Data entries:

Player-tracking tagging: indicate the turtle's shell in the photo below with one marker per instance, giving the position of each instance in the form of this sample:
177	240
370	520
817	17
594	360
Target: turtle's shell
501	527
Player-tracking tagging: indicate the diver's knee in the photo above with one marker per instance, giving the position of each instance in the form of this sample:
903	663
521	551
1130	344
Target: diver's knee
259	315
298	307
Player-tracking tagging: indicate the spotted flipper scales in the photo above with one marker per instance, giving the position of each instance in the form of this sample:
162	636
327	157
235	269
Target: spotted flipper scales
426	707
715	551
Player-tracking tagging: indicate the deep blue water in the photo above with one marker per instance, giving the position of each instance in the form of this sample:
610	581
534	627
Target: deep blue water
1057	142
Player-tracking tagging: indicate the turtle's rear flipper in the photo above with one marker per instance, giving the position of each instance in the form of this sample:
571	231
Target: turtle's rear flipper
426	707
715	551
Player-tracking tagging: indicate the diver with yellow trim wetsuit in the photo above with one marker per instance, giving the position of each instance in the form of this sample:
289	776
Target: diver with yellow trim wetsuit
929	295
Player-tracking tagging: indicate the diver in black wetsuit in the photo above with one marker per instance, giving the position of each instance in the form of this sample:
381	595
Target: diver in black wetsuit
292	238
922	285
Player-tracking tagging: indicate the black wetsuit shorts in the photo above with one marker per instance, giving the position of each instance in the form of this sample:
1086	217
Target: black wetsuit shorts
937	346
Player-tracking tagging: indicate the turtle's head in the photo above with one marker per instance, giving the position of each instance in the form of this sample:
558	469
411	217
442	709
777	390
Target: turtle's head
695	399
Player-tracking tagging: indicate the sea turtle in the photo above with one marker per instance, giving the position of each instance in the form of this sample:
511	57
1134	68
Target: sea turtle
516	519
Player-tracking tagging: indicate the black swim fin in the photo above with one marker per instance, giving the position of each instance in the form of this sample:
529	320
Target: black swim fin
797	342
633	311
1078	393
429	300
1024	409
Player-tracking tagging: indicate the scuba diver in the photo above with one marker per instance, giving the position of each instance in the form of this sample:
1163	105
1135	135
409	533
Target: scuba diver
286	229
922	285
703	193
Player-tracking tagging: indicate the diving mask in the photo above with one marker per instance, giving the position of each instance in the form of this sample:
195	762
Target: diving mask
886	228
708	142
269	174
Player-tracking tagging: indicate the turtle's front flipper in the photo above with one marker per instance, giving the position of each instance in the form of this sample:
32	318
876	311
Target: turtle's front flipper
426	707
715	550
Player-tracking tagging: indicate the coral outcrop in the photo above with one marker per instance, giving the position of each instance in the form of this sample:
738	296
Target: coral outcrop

STATED GOAL :: Reproduce each record exactly, leaving nothing out.

COMPLETE RESPONSE ::
Player-tracking tagging: indicate the turtle's shell in the photo below with one marker per instance, giving the position of each instance in the form of this sample:
177	240
370	520
817	17
594	360
Target: turtle's shell
501	527
Player-tracking tagging: indicate the diver's knee in the photo above with one marker per instance, giving the position of each instance in the form of this sample:
903	663
521	551
1130	344
Target: diver's knee
259	315
298	307
Player-tracking tagging: indicate the spotted flipper scales in the photo above with one marker per instance, giving the position of each instance in the form of this sample:
162	636
327	157
235	269
Target: spotted flipper scales
426	707
715	551
Player-tracking tagging: indicate the deep blue water in the photo above with one marker per instance, giving the position of each instance in the form of this sample:
610	581
534	627
Target: deep blue water
1057	142
Player-tracking tagging: indicate the turtle's rear flipper in the photo above with one marker per instance, giving the position of each instance in the form of this sample:
571	231
Target: turtle's rear flipper
426	707
715	551
Player-tracking tagging: indicate the diver with yellow trim wetsuit in the photo above with one marker per instance, giving the position of each instance in the form of this sample:
289	776
Target: diver with yellow trim wetsuit
929	295
Player-tracking tagging: indicate the diver in black wetsuit in the photo above with one marker per instance, giving the position of each instance in the form of this sample:
381	595
Target: diver in black wetsuit
292	238
922	285
Player-tracking tagging: indicate the black wetsuit shorts in the photo above with one marker per instance, giving the position of each instance in the form of this sample:
1086	217
Target: black wetsuit shorts
937	346
Player-tracking tagging: indicate the turtle's head in the photo above with one marker per instance, giving the position of each instance in the form of this sample:
558	469
411	217
442	709
777	390
Target: turtle's head
695	399
Player-tracking tagging: indicate the sea turtle in the photo above with one marker per instance, giving the position of each instance in the form of this sample:
511	57
1134	68
Target: sea turtle
516	519
Player-tracking tagging: indicate the black swim fin in the photo above with one marker per instance, giving the position of each instance in the form of this sample:
529	320
Target: black swim fin
797	342
633	311
1078	393
429	300
1024	409
Player-tracking tagging: indicate the scuba diver in the photo above with one marker per instance, giving the position of each instance in the form of this sample:
1163	105
1135	135
409	533
Target: scuba diver
286	229
922	285
703	193
Player-tracking tagging: indicate the diving mask in the photo above with one marker per instance, giving the position of each instance in the form of this sample:
195	762
Target: diving mask
886	228
708	142
269	174
Player-tracking tagging: indicate the turtle's front flipper in the photo above with one marker per instance, giving the position of each instance in the form of this sample:
32	318
876	311
Target: turtle's front flipper
426	707
715	550
Player-tracking tagging: indicate the coral outcrop in the photo above with one marker per instance, giving the position of each instance in the form of this sample:
738	296
Target: coral outcrop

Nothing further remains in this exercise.